• [To be done]: Copy the records word for word, from the start through the line containing "xmin=251 ymin=81 xmax=448 ymax=223", and stop there.

• [Extracted information]:
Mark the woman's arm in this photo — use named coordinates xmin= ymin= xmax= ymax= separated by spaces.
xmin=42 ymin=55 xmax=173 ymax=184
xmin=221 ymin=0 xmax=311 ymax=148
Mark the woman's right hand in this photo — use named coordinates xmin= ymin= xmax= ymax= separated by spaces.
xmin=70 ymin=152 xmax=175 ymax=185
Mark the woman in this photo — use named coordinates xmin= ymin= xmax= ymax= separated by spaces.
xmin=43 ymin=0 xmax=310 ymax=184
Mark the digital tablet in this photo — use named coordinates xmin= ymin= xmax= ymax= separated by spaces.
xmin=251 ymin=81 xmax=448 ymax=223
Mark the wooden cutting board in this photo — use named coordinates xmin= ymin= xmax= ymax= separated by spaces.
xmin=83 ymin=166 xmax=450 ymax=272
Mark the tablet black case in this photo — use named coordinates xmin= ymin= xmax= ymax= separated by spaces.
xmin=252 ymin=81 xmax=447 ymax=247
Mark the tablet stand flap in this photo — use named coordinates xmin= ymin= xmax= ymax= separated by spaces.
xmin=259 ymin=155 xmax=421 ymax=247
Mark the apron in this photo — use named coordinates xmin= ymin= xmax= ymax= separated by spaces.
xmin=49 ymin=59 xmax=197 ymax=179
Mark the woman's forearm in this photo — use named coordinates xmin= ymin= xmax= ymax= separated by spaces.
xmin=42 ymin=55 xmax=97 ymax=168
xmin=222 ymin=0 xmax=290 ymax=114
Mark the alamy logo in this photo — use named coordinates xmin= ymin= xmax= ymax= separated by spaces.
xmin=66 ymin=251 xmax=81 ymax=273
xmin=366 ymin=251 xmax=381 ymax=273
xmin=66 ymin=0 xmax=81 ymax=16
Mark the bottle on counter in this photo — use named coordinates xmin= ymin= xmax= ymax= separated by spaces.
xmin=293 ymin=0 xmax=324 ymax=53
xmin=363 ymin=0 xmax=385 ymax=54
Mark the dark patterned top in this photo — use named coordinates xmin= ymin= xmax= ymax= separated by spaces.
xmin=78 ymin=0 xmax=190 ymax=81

• [Solution to this task]:
Mark the woman's arm in this photo — use named coordinates xmin= ymin= xmax= ymax= separated by spaces.
xmin=42 ymin=55 xmax=173 ymax=184
xmin=221 ymin=0 xmax=311 ymax=148
Mark the woman's right hand in this photo — use named coordinates xmin= ymin= xmax= ymax= separated by spaces.
xmin=70 ymin=152 xmax=175 ymax=185
Mark the woman in this photo — use named coordinates xmin= ymin= xmax= ymax= separated by spaces.
xmin=43 ymin=0 xmax=310 ymax=184
Mark the digital tablet in this photo — use named coordinates xmin= ymin= xmax= ymax= separated by spaces.
xmin=251 ymin=81 xmax=448 ymax=223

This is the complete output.